─── EXCERPTED PASSAGE ───

Why the Supreme Court’s order in an Alabama voting case sends a troubling message

Yet in another crucial respect, the justices — and other federal courts — have been adding to the anxiety voters feel in this pandemic-shadowed election year. Specifically, the court decided 5 to 4 on Tuesday to block an Alabama federal judge’s order that would have made that state expand accommodations for voters in a July 14 runoff primary. The state is offering absentee ballots to all, but under very restrictive conditions requiring copy of a photo ID and two witnesses or a notary’s affidavit. On June 15, Judge Abdul K. Kallon struck down those onerous conditions for over-65 voters at high risk of contracting the coronavirus, and ordered Alabama to permit curbside voting in counties that wanted it. On June 25, a three-judge appeals court allowed Judge Kallon’s order to take effect pending a final decision on the merits — and then the Supreme Court stepped in to halt it, at Alabama’s request.

The justices offered no reasoning for their order, which is not unusual given the posture of the case. But it seems likely based on the same reasoning by which they halted a lower court’s six-day extension of Wisconsin’s absentee voting deadline in April: Judges should ordinarily not disrupt elections by changing important rules on the eve of the voting. That is a valid concern — yet also a highly subjective, and potentially manipulable, one. Exactly how close to Election Day is too close?

─── DATA ───

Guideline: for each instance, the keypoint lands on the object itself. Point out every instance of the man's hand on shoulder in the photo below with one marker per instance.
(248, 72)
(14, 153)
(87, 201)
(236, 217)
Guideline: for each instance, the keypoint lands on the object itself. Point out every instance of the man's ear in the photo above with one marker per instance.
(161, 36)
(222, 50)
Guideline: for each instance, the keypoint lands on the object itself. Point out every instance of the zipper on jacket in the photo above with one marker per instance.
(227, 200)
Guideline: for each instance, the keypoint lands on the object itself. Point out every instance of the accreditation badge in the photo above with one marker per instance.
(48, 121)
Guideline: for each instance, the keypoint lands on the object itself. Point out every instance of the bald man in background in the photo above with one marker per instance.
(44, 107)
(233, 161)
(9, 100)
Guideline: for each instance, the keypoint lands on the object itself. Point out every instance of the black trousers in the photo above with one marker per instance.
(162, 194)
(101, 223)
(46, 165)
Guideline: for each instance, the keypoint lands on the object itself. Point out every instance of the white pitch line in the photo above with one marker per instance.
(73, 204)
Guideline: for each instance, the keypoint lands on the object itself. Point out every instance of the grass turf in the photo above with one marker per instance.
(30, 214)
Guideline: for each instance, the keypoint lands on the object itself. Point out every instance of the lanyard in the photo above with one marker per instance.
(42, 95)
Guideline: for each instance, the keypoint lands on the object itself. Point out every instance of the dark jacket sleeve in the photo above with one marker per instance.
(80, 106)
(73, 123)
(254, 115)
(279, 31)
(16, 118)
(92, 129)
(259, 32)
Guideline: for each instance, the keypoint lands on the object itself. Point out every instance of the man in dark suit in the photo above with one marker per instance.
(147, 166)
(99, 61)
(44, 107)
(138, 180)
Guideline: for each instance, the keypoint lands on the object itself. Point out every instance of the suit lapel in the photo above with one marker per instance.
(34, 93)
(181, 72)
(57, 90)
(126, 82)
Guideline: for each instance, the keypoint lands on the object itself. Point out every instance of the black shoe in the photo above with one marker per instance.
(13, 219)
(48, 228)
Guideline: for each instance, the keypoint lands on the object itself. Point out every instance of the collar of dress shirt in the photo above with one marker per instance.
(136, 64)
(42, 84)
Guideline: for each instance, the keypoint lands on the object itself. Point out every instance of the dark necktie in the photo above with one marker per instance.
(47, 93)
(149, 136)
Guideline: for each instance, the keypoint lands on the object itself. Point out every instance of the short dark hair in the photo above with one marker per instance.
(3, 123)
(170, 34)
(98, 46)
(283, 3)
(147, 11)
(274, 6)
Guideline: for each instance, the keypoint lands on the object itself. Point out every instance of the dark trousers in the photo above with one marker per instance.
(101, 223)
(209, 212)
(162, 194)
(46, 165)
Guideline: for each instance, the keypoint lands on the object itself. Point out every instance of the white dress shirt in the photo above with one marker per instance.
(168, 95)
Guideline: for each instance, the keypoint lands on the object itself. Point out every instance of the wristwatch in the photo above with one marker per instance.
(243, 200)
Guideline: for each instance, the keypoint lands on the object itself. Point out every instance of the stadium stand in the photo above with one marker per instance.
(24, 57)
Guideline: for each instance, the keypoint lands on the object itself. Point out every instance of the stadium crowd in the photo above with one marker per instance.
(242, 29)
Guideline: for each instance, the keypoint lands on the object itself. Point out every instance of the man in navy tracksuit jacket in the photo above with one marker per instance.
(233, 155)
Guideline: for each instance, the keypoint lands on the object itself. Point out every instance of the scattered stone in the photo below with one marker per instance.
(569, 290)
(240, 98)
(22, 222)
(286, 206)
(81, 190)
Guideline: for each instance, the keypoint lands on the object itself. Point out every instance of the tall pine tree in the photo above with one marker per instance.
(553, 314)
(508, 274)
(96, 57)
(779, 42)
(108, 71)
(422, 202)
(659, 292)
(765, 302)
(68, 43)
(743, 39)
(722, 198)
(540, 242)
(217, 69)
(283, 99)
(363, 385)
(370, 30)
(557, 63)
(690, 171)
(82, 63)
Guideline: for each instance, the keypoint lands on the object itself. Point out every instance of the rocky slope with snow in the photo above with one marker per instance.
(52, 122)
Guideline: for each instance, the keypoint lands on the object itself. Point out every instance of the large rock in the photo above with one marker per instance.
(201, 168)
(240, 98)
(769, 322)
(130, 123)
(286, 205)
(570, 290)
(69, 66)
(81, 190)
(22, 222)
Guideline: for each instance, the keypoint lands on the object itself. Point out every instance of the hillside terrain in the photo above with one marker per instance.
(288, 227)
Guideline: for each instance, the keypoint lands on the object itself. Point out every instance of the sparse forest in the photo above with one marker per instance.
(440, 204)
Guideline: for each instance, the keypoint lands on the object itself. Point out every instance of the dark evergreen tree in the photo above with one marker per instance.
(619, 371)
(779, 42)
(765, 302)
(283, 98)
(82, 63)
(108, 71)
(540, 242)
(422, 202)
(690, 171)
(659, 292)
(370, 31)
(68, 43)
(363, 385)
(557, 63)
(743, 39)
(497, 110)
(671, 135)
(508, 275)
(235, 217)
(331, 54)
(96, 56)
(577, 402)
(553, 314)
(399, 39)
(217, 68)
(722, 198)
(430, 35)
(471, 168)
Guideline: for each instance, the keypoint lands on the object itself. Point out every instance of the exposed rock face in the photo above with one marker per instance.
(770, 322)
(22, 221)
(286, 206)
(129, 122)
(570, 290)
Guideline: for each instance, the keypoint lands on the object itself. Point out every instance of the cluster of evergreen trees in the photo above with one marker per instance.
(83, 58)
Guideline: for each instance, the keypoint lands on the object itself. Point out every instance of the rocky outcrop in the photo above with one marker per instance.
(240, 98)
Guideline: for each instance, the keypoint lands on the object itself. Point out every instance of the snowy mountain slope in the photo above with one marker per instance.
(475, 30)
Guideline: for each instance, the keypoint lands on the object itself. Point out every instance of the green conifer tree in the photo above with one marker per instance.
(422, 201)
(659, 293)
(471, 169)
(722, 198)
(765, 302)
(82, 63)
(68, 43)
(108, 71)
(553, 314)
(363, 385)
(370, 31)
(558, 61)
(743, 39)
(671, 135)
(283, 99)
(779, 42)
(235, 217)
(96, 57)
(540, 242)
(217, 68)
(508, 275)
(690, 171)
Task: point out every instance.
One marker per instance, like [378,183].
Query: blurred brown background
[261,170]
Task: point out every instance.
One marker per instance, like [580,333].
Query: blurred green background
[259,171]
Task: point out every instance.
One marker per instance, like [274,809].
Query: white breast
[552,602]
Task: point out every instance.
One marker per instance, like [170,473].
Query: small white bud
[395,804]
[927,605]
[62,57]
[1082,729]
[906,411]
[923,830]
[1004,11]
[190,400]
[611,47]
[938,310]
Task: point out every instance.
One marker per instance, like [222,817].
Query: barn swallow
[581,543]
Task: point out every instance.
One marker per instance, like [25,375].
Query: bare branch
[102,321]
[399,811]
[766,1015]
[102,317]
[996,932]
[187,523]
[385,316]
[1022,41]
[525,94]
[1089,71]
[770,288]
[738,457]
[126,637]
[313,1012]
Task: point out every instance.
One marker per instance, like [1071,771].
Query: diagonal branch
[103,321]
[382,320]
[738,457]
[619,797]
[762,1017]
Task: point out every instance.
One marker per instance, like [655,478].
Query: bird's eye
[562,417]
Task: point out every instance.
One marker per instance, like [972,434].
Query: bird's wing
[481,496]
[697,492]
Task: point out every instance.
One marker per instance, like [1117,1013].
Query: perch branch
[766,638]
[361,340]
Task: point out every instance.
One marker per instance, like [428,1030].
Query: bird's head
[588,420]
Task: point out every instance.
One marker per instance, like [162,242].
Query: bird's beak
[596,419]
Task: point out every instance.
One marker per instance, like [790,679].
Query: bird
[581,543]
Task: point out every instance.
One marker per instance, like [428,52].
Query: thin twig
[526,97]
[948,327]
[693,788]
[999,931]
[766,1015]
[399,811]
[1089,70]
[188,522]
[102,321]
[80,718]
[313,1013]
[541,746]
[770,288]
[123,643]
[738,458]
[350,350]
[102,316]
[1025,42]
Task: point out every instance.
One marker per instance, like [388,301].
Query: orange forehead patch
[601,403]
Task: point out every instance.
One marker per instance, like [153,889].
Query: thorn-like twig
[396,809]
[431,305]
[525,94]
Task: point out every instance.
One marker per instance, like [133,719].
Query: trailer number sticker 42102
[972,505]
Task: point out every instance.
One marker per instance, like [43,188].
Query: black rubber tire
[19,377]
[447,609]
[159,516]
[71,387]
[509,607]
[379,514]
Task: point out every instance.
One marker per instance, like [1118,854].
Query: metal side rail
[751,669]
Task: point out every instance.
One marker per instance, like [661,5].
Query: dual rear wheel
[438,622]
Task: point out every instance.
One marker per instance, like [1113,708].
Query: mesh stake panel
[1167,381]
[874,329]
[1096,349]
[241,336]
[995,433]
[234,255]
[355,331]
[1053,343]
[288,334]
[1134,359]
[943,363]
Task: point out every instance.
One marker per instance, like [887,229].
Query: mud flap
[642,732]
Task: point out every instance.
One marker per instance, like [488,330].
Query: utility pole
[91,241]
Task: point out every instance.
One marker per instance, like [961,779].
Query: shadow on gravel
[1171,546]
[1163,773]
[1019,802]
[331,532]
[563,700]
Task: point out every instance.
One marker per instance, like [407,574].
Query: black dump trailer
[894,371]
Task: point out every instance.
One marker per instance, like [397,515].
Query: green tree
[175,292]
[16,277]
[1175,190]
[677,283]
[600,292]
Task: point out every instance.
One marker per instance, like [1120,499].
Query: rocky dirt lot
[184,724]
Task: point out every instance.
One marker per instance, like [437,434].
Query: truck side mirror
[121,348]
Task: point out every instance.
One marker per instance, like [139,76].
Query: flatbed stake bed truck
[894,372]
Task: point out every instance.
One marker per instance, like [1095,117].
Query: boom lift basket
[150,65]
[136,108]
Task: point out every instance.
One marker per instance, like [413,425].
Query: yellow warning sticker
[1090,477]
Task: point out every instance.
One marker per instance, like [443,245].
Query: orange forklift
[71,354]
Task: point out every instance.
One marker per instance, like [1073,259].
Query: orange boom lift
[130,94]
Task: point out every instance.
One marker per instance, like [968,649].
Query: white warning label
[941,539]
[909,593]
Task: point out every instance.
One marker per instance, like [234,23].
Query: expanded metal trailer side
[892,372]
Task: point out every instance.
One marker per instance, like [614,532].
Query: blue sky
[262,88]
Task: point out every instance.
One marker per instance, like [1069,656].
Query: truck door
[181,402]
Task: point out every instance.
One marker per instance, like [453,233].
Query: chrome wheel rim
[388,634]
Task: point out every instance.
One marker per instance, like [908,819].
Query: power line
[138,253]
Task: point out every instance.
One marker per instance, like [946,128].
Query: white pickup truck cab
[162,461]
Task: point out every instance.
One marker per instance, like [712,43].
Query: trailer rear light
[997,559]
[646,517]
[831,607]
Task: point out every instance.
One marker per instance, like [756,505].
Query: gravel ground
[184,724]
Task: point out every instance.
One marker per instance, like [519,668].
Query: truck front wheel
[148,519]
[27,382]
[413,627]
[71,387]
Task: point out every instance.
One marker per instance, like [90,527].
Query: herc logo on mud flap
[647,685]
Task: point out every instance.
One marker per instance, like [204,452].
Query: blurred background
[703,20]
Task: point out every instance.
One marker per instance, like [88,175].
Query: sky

───

### TASK ITEM A
In the article on the Alabama voting case, copy the stretch from "The justices offered" through "is too close?", replacing "subjective" with "arbitrary".
### TASK ITEM B
Condense the paragraph of the article on the Alabama voting case that begins "Yet in another crucial respect" into a short bulleted list that keeps its main facts.
### TASK ITEM C
According to the article on the Alabama voting case, what extension did a lower court grant for Wisconsin's absentee voting deadline before the justices halted it in April?
Rely only on the article on the Alabama voting case for what follows.

### WRITTEN ANSWER A
The justices offered no reasoning for their order, which is not unusual given the posture of the case. But it seems likely based on the same reasoning by which they halted a lower court’s six-day extension of Wisconsin’s absentee voting deadline in April: Judges should ordinarily not disrupt elections by changing important rules on the eve of the voting. That is a valid concern — yet also a highly arbitrary, and potentially manipulable, one. Exactly how close to Election Day is too close?

### WRITTEN ANSWER B
- On Tuesday, the Supreme Court voted 5 to 4 to block an Alabama federal judge's order.
- That order would have required Alabama to expand accommodations for voters in its July 14 runoff primary.
- Alabama offers absentee ballots to all voters, but only with a copy of a photo ID and either two witnesses or a notary's affidavit.
- On June 15, Judge Abdul K. Kallon struck down those conditions for voters over 65 at high risk of contracting the coronavirus.
- He also ordered Alabama to permit curbside voting in counties that wanted it.
- On June 25, a three-judge appeals court let his order take effect pending a final decision on the merits.
- At Alabama's request, the Supreme Court then halted the order.

### WRITTEN ANSWER C
A six-day extension.